**** Supplied records
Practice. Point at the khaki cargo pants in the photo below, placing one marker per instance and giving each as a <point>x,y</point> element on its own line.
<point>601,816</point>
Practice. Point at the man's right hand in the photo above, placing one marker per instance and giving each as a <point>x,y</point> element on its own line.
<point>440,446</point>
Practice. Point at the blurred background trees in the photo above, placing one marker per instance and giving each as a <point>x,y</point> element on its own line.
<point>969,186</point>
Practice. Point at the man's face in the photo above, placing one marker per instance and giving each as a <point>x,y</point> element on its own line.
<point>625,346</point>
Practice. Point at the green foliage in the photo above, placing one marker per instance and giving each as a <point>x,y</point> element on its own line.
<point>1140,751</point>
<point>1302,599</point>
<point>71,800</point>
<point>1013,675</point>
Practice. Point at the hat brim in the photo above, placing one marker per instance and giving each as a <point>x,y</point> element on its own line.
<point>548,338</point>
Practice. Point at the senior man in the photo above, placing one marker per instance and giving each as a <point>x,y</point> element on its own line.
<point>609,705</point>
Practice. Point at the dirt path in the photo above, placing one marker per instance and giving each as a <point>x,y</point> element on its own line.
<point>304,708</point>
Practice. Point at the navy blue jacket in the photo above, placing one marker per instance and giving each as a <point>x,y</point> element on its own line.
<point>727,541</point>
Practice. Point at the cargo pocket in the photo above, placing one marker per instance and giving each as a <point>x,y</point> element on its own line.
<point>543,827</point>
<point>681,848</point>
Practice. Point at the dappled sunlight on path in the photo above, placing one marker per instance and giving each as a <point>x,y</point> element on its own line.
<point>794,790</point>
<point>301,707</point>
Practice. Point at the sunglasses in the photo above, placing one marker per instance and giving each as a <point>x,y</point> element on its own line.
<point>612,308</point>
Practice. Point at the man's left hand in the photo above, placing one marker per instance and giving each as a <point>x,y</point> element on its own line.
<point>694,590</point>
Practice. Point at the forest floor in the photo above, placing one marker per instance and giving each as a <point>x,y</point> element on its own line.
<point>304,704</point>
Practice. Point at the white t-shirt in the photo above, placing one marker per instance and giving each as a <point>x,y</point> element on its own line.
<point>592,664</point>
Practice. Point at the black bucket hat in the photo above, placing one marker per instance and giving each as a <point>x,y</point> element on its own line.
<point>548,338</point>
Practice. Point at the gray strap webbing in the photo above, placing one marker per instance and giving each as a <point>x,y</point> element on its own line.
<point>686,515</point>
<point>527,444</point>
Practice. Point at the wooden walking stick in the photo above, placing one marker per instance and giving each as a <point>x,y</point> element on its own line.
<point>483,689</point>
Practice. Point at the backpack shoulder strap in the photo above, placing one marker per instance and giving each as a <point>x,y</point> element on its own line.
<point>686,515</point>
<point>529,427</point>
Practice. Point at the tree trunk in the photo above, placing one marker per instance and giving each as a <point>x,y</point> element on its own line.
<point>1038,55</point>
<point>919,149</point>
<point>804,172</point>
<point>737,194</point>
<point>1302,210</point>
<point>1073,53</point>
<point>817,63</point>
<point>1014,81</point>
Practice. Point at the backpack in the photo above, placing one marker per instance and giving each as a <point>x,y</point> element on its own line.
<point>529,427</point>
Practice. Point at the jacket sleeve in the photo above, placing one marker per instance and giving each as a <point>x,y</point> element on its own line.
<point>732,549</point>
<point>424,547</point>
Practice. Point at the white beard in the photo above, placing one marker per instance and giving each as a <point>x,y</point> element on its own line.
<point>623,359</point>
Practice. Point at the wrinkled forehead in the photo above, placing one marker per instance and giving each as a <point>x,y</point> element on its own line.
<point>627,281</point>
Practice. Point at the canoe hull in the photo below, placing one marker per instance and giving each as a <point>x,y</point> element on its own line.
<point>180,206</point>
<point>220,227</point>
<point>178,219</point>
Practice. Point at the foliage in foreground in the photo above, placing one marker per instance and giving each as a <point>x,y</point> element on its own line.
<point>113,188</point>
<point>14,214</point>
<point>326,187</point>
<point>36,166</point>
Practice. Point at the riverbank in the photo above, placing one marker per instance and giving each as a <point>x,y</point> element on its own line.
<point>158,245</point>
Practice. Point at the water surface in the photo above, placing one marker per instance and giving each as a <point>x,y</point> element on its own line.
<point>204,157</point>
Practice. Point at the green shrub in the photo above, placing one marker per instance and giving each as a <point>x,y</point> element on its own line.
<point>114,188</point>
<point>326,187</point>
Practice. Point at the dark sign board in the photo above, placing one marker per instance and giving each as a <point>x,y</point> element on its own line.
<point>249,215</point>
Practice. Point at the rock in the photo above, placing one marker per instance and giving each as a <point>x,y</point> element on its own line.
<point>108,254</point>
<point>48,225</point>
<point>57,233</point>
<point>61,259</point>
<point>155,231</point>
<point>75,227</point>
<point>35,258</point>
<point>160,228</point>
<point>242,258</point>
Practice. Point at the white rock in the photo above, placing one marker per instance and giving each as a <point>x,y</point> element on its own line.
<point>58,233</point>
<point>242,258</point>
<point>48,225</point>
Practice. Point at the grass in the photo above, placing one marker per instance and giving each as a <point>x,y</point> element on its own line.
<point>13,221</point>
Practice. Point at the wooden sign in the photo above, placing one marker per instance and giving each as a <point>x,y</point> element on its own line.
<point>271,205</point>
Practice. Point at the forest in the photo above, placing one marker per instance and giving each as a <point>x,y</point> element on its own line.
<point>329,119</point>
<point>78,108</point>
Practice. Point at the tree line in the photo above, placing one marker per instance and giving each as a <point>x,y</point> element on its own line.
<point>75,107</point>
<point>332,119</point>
********
Written task: Return everything from the line containing "Practice. Point at the cargo" down to the line containing "<point>694,590</point>", both included, copied character for character.

Solution to this exercise:
Practice. Point at the cargo pocket in the photo above, placing one marker per instance and giving each as a <point>x,y</point> element on its own line.
<point>543,827</point>
<point>681,848</point>
Practice. Point at the dappled sunlight on path in the photo above, placing one marker per instance and giving each as a <point>x,y</point> element on its own line.
<point>794,790</point>
<point>301,707</point>
Practice. Point at the sunglasses in the photo above, placing one marker per instance and giving each as a <point>x,y</point> element on its own line.
<point>612,308</point>
Practice. Point at the man's left hand in the photo above, placing one marker per instance and giving each as a <point>x,y</point> element on its own line.
<point>694,590</point>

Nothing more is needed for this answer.